[Stored items from a collection]
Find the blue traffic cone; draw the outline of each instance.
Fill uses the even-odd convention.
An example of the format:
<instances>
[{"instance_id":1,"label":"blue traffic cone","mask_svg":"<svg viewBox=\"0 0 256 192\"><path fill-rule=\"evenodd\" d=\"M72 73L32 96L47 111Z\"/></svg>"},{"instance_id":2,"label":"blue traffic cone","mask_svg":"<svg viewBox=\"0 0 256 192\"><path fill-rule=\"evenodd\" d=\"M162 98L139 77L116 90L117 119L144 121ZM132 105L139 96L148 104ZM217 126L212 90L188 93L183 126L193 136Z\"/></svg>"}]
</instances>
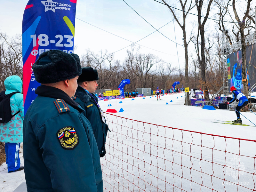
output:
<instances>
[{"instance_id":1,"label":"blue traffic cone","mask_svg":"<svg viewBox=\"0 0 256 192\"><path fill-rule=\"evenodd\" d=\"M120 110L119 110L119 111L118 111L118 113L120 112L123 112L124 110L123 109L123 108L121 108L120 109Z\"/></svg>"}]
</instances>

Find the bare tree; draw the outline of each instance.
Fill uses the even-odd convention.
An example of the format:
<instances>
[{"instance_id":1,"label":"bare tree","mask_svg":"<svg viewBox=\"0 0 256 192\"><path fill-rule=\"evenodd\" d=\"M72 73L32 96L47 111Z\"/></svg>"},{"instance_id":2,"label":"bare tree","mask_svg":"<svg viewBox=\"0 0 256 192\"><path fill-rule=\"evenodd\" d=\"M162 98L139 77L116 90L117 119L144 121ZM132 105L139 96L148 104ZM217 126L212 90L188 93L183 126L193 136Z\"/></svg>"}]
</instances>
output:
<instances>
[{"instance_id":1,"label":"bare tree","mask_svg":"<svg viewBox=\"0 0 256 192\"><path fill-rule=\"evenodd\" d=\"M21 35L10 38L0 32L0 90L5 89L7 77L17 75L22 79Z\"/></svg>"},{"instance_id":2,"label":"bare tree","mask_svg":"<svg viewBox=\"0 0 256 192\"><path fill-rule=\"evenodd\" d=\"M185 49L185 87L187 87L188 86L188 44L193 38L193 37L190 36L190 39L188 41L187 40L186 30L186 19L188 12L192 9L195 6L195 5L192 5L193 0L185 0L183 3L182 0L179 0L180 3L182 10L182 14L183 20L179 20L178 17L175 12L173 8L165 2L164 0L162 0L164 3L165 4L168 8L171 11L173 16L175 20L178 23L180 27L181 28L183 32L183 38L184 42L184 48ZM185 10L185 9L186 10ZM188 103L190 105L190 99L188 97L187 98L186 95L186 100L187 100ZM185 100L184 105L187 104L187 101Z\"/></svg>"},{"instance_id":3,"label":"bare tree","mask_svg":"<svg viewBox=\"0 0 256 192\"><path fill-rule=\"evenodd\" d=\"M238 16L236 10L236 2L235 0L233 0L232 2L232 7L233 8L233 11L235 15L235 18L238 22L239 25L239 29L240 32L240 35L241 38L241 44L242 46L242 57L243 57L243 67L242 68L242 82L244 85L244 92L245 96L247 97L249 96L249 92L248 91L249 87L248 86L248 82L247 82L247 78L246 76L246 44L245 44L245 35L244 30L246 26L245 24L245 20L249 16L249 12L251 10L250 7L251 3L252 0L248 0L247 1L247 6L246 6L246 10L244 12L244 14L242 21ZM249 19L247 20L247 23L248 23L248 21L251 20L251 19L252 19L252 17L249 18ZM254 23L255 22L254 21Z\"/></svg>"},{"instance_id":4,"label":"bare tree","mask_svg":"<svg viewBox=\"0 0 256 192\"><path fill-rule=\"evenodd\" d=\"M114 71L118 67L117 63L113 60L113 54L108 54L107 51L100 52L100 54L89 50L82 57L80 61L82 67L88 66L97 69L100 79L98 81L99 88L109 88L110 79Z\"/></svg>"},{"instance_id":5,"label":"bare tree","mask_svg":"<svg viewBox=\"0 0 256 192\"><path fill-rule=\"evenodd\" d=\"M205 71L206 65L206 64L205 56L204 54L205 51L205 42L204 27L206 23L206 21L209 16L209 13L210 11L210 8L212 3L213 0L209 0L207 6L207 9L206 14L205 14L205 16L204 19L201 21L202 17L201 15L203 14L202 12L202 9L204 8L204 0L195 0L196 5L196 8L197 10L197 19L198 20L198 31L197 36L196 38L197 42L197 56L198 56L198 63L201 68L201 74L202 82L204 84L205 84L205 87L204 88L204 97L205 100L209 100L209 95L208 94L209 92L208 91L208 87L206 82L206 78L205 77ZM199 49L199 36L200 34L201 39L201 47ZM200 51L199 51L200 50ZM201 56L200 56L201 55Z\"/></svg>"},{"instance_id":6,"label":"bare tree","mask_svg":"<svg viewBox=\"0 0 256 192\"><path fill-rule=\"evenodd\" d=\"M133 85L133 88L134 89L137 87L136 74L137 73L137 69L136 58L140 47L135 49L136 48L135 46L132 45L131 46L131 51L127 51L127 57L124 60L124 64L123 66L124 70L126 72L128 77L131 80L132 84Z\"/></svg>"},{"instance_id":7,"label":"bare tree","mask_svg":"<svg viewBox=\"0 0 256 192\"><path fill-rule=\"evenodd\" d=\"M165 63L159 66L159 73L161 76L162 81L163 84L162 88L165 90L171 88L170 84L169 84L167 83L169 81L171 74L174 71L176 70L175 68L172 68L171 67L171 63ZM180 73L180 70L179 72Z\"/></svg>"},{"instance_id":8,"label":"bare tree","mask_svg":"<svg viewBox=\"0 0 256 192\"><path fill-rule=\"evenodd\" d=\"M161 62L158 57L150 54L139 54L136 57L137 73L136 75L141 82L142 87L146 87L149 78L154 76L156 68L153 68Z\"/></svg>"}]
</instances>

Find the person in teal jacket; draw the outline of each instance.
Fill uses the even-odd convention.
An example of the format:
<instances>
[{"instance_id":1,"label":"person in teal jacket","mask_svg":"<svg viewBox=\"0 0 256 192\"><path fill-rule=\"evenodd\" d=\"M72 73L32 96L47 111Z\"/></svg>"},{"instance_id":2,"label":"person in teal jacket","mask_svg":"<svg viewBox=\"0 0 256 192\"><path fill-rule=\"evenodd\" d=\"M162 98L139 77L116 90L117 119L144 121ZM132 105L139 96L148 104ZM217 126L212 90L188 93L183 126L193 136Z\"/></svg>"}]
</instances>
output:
...
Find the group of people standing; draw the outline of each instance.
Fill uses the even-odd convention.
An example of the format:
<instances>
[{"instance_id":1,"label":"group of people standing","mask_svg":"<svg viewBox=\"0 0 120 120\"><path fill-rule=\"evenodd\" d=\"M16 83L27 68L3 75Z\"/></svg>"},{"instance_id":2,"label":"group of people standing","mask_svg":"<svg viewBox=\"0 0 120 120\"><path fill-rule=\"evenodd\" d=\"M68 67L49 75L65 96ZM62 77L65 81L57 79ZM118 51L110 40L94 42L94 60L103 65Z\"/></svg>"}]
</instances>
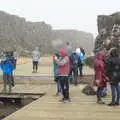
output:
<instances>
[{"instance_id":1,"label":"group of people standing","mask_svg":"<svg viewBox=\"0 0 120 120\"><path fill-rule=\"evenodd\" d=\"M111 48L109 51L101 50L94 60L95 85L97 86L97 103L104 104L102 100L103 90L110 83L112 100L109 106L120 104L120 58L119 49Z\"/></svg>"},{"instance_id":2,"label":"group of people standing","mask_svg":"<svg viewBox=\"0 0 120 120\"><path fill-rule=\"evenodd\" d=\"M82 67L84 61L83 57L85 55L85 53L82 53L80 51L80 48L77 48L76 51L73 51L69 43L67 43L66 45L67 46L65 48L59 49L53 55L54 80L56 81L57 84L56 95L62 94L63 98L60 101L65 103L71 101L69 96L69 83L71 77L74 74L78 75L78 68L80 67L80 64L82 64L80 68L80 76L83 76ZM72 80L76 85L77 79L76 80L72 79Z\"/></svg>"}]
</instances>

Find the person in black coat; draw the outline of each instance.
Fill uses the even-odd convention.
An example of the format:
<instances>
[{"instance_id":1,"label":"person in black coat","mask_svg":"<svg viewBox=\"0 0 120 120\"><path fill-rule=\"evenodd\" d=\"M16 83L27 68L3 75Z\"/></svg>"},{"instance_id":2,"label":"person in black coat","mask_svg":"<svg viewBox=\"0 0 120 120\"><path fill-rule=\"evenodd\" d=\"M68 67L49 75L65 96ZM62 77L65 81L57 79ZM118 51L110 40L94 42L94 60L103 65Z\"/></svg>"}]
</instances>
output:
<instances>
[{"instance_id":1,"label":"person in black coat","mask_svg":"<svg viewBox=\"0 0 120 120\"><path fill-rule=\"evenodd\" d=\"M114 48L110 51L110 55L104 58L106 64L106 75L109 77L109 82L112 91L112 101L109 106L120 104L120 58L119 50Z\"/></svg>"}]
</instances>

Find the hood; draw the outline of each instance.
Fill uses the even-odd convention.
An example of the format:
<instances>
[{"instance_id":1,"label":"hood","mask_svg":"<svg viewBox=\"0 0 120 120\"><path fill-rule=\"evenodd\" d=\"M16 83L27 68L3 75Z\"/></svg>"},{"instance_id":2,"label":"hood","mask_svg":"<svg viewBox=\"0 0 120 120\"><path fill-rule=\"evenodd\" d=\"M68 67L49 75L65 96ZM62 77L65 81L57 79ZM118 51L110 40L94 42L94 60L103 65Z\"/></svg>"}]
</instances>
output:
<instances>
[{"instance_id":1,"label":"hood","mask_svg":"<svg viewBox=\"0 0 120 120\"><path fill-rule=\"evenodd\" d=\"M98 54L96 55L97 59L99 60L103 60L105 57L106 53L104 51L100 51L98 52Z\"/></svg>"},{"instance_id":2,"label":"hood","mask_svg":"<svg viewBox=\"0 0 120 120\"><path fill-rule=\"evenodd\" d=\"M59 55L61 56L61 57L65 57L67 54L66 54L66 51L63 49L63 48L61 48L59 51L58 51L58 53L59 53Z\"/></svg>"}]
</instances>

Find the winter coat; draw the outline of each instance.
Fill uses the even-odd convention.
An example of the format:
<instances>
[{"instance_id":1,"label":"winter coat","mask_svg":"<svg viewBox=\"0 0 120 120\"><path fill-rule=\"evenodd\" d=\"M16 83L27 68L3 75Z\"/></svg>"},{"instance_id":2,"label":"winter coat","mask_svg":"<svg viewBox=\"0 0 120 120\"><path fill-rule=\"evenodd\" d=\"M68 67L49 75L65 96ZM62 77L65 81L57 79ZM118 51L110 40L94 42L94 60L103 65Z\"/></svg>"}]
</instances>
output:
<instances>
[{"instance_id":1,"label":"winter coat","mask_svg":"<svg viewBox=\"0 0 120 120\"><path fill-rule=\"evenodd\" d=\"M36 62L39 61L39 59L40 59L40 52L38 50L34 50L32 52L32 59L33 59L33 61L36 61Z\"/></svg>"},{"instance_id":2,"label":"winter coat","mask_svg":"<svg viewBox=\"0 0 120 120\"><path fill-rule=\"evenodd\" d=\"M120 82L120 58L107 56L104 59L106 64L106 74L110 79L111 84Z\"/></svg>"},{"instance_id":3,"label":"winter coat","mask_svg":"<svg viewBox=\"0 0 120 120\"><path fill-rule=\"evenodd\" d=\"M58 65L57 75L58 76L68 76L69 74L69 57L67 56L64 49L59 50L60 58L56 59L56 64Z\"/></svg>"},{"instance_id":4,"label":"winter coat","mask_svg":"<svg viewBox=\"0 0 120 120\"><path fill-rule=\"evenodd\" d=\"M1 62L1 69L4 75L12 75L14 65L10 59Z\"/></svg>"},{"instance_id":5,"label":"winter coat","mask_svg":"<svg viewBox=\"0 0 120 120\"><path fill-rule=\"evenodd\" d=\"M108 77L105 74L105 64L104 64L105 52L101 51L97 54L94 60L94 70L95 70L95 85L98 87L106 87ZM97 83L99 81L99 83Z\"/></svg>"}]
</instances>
* * *
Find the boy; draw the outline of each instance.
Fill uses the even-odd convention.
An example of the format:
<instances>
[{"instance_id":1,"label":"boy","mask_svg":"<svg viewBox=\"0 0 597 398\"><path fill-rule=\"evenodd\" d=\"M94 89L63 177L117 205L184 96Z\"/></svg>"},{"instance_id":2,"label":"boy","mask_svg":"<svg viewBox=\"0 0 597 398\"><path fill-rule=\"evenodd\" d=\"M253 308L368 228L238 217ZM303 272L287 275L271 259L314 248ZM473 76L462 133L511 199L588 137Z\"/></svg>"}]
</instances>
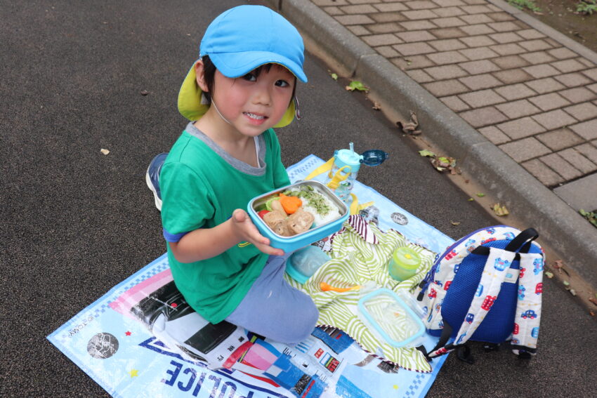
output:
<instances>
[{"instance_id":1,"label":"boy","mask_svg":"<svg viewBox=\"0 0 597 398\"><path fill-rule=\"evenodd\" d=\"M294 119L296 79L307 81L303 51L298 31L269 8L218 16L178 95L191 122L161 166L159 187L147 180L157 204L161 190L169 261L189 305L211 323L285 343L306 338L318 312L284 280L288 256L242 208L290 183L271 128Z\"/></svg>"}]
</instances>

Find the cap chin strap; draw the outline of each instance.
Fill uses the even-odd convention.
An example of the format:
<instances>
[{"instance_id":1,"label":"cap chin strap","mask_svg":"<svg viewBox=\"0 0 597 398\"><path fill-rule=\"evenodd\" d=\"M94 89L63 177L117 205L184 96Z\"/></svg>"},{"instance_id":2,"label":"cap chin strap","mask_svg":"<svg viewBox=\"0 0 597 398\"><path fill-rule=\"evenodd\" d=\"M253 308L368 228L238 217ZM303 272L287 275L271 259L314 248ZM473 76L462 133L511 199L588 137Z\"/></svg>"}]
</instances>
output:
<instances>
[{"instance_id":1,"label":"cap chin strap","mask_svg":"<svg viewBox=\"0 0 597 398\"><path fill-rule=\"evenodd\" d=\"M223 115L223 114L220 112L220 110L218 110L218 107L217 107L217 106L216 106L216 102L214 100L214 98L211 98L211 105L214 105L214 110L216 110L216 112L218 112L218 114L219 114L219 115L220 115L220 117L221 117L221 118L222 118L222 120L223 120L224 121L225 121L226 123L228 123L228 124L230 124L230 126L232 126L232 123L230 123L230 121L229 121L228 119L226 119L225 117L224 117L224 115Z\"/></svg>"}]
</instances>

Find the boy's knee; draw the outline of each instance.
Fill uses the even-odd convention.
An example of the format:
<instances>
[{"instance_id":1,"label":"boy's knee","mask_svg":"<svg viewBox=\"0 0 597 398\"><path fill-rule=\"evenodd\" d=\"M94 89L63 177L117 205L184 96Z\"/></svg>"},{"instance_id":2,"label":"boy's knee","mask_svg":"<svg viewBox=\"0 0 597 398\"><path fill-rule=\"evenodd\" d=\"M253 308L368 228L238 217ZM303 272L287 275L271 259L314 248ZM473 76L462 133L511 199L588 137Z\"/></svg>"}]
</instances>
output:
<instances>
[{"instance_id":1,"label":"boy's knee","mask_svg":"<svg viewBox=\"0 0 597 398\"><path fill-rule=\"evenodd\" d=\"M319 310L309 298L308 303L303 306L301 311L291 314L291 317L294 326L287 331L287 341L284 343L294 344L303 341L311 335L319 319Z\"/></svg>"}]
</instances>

_Goal of the exercise_.
Locate each line in the items above that contains the string "blue", and copy those lines out. Case counts.

_The completed task_.
Find the blue traffic cone; draw the outline of each instance.
[{"instance_id":1,"label":"blue traffic cone","mask_svg":"<svg viewBox=\"0 0 256 192\"><path fill-rule=\"evenodd\" d=\"M72 73L32 96L47 111Z\"/></svg>"},{"instance_id":2,"label":"blue traffic cone","mask_svg":"<svg viewBox=\"0 0 256 192\"><path fill-rule=\"evenodd\" d=\"M162 98L139 77L116 90L117 119L144 121ZM132 105L139 96L148 104ZM217 126L212 90L188 93L183 126L193 136Z\"/></svg>"}]
[{"instance_id":1,"label":"blue traffic cone","mask_svg":"<svg viewBox=\"0 0 256 192\"><path fill-rule=\"evenodd\" d=\"M120 110L119 110L119 111L118 111L118 113L120 112L123 112L124 110L123 109L123 108L121 108L120 109Z\"/></svg>"}]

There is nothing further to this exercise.